**Yapılacak İşler**
1. CNN programını anlatan yazıya göre şu ifadelerin doğru olup olmadığını belirtin ve her biri için yazıdaki belirleyici sözleri aynen aktarın: (a) Ali Özgündüz daha önce savcılık yapmıştır. (b) Yazar programı TRT'de izlemiştir. (c) Şamil Tayyar, Özgündüz'e hukuk fakültesini bitirip bitirmediğini sorar.
2. CNN programını anlatan yazıda Şamil Tayyar hangi partinin milletvekili olarak geçiyor?
3. CNN programını anlatan yazıyı kaldığı yerden sürdürün.

··· Sunulan Metin ···

YALANIN KUYRUĞU

Yazan: Turgut Koçak 10 Ocak 2015

Önceki gün CNN’de Akif Beki’nin programını izliyorum. Bir tarafta AKP Milletvekili Şamil Tayyar var. Öbür tarafta ise CHP’nin hukukçu savcılık yapmış Millevtvekili Ali Özgündüz. Konuşmaları izliyorsunuz isyan etmemek için bir neden yok. Şamil Tayyar’ın konuşması baştan sona atmasyon, bir o kadar da kışkırtıcı. Sıkıştıkça Özgündüz’ün hukukçu olup olmadığını, hukuk fakültesini bitirip bitirmediğini soruyor. Bu yolla da Ali Özgündüz’ün sinirlerini bozup tartışmayı ana ekseninden başka yöne çekiyor. Özgündüz’se zaman zaman Şamil Tayyar’a hakettiği dilden yanıt vermeye kalksa da toparlanıp yine tartışmanın odağına çekmek istiyor Şamil Tayyar’ı.

··· Veri Bölümü ···

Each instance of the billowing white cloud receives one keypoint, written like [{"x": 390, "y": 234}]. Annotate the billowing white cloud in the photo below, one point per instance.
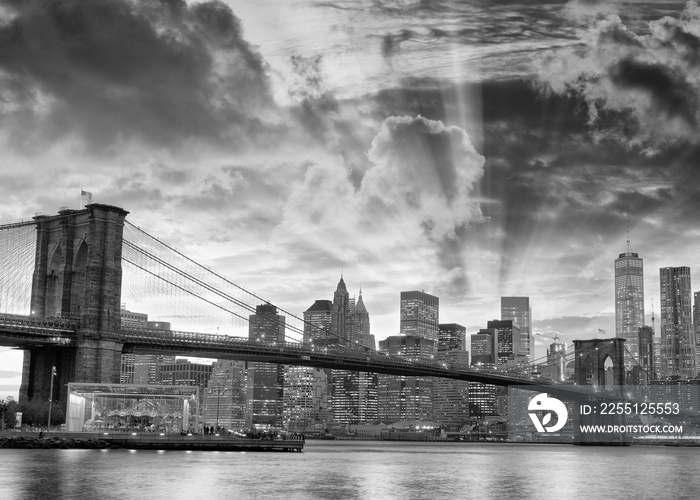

···

**Görev Yanıtları**
1.
(a) Evet: "hukukçu savcılık yapmış"
(b) Hayır: "Önceki gün CNN’de Akif Beki’nin programını izliyorum."
(c) Evet: "hukuk fakültesini bitirip bitirmediğini soruyor"

2. AKP

3.
13 yıldır bu ülkeyi ne hale getirdikleri ortadayken, Şamil Tayyar sokak ağzı bir üslupla 17-25 Aralık operasyonunu AKP’ye kurulmuş bir kumpas olarak değerlendiriyor. 4 Bakanın Yüce Divan’a gönderilmemesi için 9 AKP’linin tutumunu olumlamakla kalmıyor, sanki bu komisyon bakanları aklamış da suçsuz bulmuş gibi görüşler ileri sürerek kendince yaşananlara yorumlar getirmeye çalışıyor. Ali Özgündüz’se 25 yıl savcılık yapmış biri olduğu için konuyu yasalar çerçevesinde ele alıp AKP’lilerin ipliğini pazara çıkarmaya çalışıyor. Çünkü Özgündüz, öyle AKP iktidarının baskısıyla takipsizlik kararı verecek kadar hukuku hepten terketmiş iktidarın savcılarına hiç mi hiç benzemiyor.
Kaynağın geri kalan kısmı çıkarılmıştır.